## BEGIN Data for processing
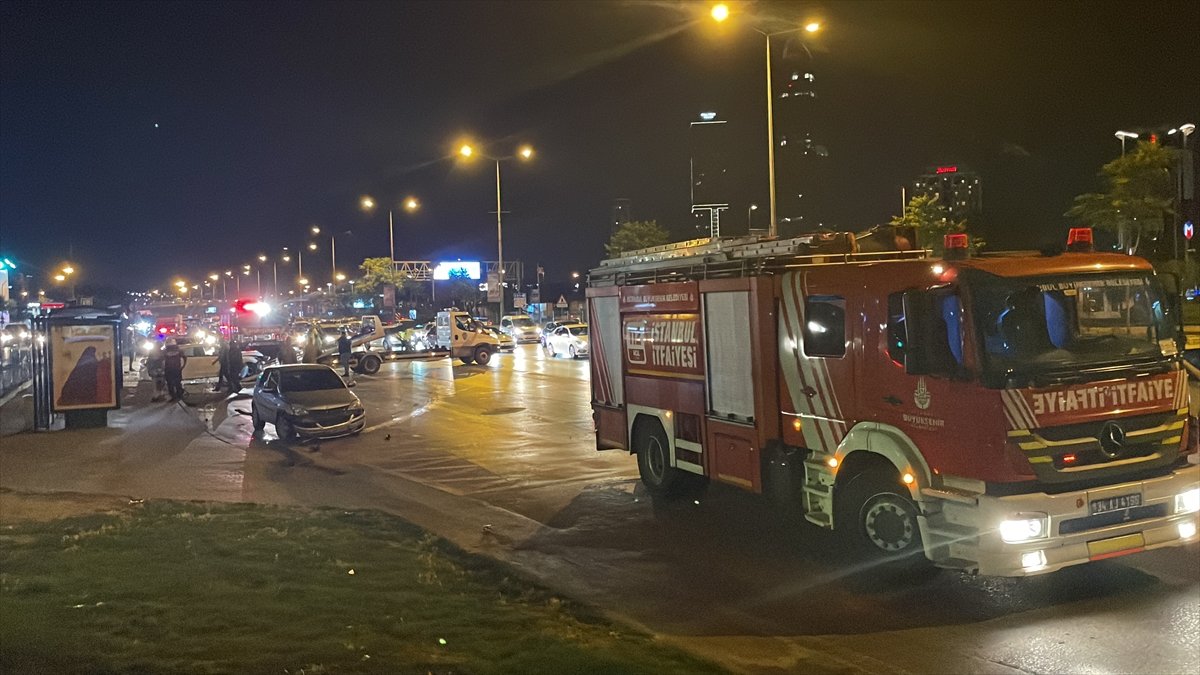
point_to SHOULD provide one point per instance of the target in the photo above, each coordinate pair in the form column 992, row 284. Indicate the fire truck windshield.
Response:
column 1041, row 324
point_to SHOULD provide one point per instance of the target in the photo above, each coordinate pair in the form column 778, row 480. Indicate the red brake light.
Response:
column 955, row 246
column 1079, row 239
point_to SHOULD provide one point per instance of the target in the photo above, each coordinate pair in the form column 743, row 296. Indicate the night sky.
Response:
column 163, row 139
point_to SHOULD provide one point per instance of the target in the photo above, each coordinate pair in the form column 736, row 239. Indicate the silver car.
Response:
column 306, row 400
column 570, row 339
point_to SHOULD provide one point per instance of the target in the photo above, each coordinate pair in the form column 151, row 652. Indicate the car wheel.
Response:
column 654, row 461
column 879, row 519
column 283, row 428
column 370, row 364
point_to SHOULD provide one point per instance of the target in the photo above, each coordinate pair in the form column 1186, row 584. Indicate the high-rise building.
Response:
column 711, row 183
column 622, row 213
column 803, row 180
column 957, row 187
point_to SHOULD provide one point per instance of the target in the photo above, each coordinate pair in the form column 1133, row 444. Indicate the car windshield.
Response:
column 1049, row 323
column 310, row 380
## END Data for processing
To do: Please turn all of the material above into a Markdown table with two columns, Row and Text: number each line in Row and put the line itself in Text. Skip blank lines and leave the pictures out.

Output:
| Row | Text |
|---|---|
| 1 | point_to SHOULD provide one point per instance of the target in the photo above, each coordinate pair in the form column 992, row 284. Indicate the fire truck windshield. |
| 2 | Response: |
| 3 | column 1041, row 324 |
| 4 | point_to SHOULD provide one point per instance of the target in the photo above, each coordinate pair in the form column 778, row 480. Indicate the red brake light. |
| 5 | Response: |
| 6 | column 955, row 246 |
| 7 | column 1079, row 239 |
| 8 | point_to SHOULD provide one point per instance of the target in the photo above, each coordinate pair in the form column 743, row 296. Indicate the night sky. |
| 9 | Response: |
| 10 | column 163, row 139 |
| 11 | point_to SHOULD provide one point per instance of the target in the photo above, each coordinate pair in the form column 736, row 239. Indicate the silver car. |
| 12 | Response: |
| 13 | column 306, row 400 |
| 14 | column 570, row 339 |
| 15 | point_to SHOULD provide one point per instance of the target in the photo above, each coordinate pair in the form column 151, row 652. Indicate the car wheel. |
| 16 | Response: |
| 17 | column 654, row 461 |
| 18 | column 879, row 519 |
| 19 | column 283, row 428 |
| 20 | column 370, row 364 |
| 21 | point_to SHOULD provide one point per instance of the target in the photo above, each coordinate pair in the form column 1186, row 584. Indicate the high-rise building. |
| 22 | Response: |
| 23 | column 711, row 183 |
| 24 | column 622, row 213 |
| 25 | column 803, row 180 |
| 26 | column 957, row 187 |
| 27 | point_to SHOULD provide one point per instance of the target in the photo above, each coordinate pair in the form column 1133, row 444. Indicate the car windshield. |
| 28 | Response: |
| 29 | column 1049, row 323 |
| 30 | column 310, row 380 |